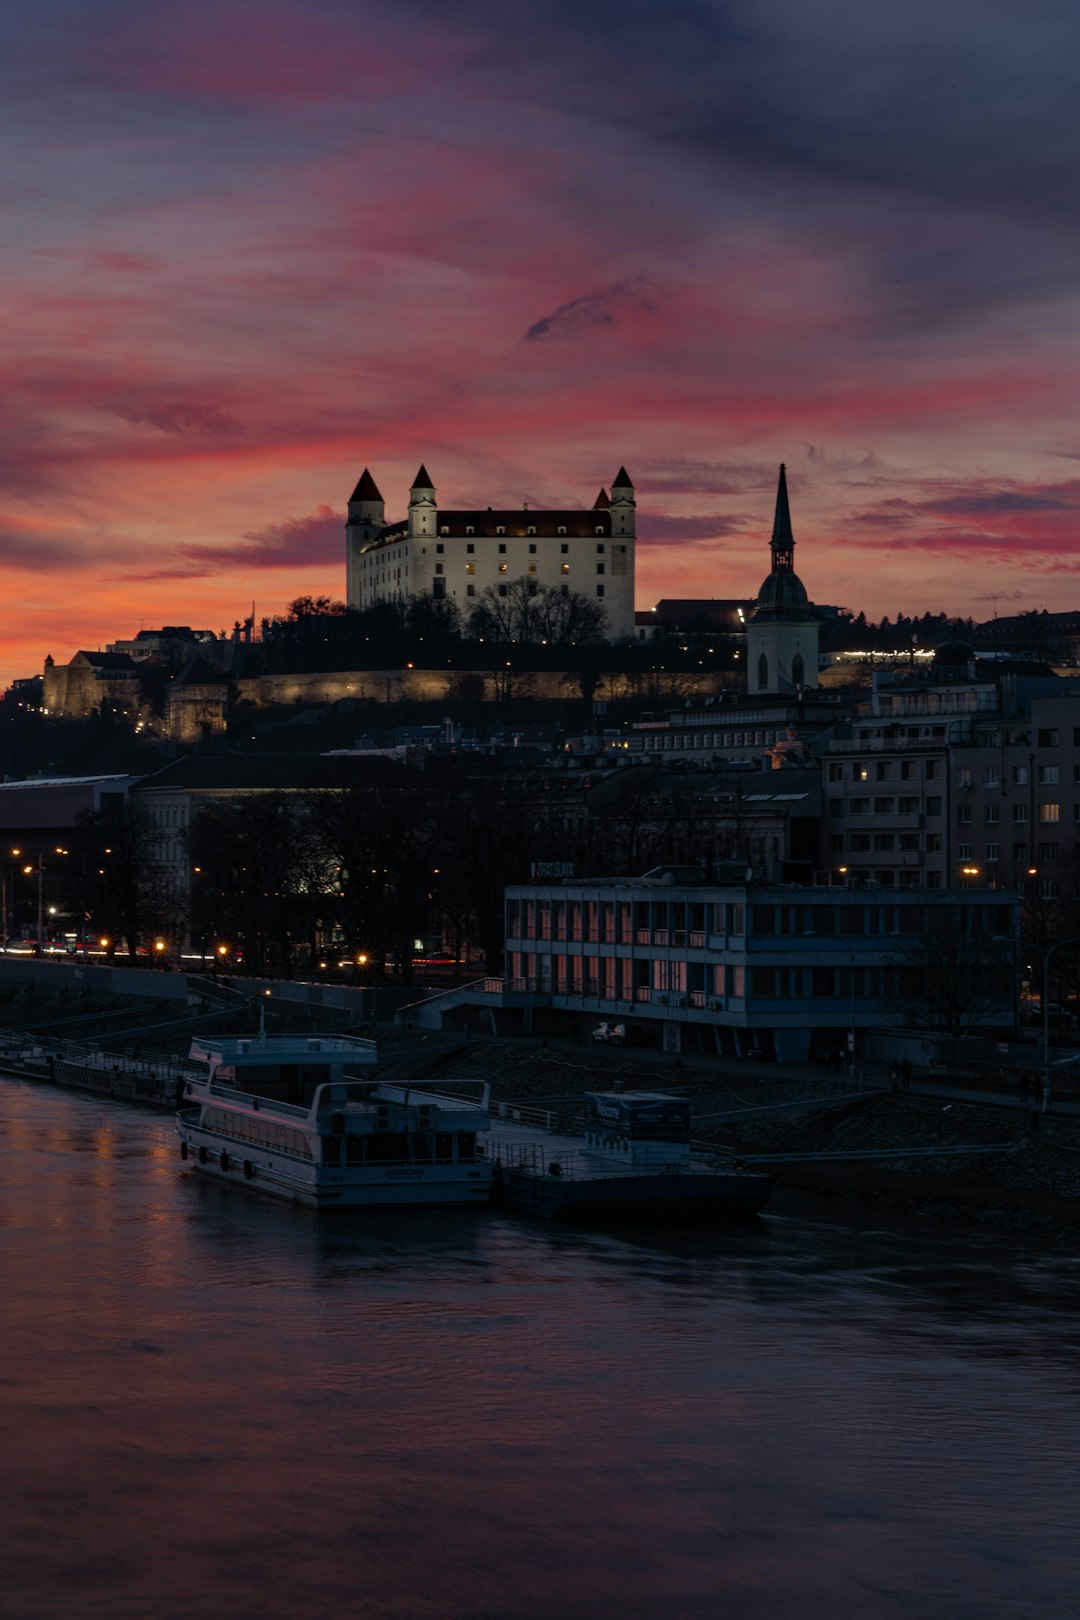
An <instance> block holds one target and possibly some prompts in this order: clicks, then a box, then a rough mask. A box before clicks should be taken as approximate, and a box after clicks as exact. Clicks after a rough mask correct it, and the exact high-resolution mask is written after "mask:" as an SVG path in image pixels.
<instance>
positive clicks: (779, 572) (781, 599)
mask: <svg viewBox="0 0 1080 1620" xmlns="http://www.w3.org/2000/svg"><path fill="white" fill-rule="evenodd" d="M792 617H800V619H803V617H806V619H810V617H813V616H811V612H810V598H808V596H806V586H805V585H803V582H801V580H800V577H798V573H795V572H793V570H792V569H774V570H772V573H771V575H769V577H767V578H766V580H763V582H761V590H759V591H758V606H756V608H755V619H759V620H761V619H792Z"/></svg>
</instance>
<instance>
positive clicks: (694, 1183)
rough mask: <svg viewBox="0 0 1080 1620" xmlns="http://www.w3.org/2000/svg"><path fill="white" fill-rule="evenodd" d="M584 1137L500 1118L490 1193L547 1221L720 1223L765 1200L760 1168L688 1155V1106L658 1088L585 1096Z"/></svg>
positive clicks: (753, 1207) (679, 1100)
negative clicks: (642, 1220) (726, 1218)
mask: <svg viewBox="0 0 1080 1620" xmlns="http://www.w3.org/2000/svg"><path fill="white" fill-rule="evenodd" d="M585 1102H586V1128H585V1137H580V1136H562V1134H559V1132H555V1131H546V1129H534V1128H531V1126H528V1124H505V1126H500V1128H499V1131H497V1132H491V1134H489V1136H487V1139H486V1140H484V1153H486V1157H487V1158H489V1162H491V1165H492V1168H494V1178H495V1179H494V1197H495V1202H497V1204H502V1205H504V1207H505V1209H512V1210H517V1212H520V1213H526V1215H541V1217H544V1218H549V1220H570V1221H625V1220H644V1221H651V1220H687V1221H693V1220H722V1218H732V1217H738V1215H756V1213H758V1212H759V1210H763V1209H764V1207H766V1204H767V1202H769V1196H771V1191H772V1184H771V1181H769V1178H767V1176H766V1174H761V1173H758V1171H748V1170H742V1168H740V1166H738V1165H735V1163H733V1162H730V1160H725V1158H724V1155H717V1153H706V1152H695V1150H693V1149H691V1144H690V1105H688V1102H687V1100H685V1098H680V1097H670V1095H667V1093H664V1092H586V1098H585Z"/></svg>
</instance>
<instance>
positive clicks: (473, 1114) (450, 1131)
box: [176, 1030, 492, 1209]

■ **What this task involves**
Convert all the rows above into a numbered list, dropping any blank lines and omitting the picture.

■ **Problem solution**
1. An <instance> block holds one target and possibly some prompts in this order: clicks, then a box, then a rough mask. A box before clicks should be taken as approximate, and a box after clicks as exact. Clicks after a rough mask correct it, and the exact high-resolution mask is written after "mask:" as an SVG path in image pixels.
2. <instance>
3. positive clicks: (779, 572) (781, 599)
4. mask: <svg viewBox="0 0 1080 1620" xmlns="http://www.w3.org/2000/svg"><path fill="white" fill-rule="evenodd" d="M792 617H800V619H803V617H806V619H810V617H813V616H811V612H810V598H808V596H806V586H805V585H803V582H801V580H800V577H798V573H795V572H793V570H792V569H774V570H772V573H771V575H769V577H767V578H766V580H763V582H761V590H759V591H758V606H756V608H755V619H759V620H761V619H792Z"/></svg>
5. </instance>
6. <instance>
7. positive clicks: (694, 1183)
8. rough mask: <svg viewBox="0 0 1080 1620" xmlns="http://www.w3.org/2000/svg"><path fill="white" fill-rule="evenodd" d="M584 1137L500 1118L490 1193L547 1221L720 1223L765 1200L760 1168L688 1155V1106L658 1088L585 1096Z"/></svg>
9. positive clicks: (753, 1207) (679, 1100)
10. negative clicks: (642, 1220) (726, 1218)
11. mask: <svg viewBox="0 0 1080 1620" xmlns="http://www.w3.org/2000/svg"><path fill="white" fill-rule="evenodd" d="M585 1102H586V1128H585V1137H580V1136H562V1134H559V1132H555V1131H546V1129H534V1128H531V1126H528V1124H505V1126H500V1128H499V1131H497V1132H491V1134H489V1136H487V1139H486V1140H484V1153H486V1157H487V1158H489V1162H491V1165H492V1168H494V1178H495V1179H494V1197H495V1202H497V1204H502V1205H504V1207H505V1209H512V1210H517V1212H520V1213H526V1215H541V1217H544V1218H549V1220H570V1221H625V1220H644V1221H651V1220H687V1221H693V1220H722V1218H732V1217H738V1215H756V1213H758V1212H759V1210H763V1209H764V1207H766V1204H767V1202H769V1196H771V1191H772V1184H771V1181H769V1178H767V1176H766V1174H761V1173H758V1171H748V1170H742V1168H740V1166H738V1165H735V1163H733V1162H730V1160H725V1158H724V1155H717V1153H706V1152H695V1150H693V1149H691V1144H690V1105H688V1102H687V1100H685V1098H680V1097H670V1095H667V1093H664V1092H586V1098H585Z"/></svg>
12. </instance>
13. <instance>
14. positive clicks: (473, 1114) (450, 1131)
15. box: [176, 1030, 492, 1209]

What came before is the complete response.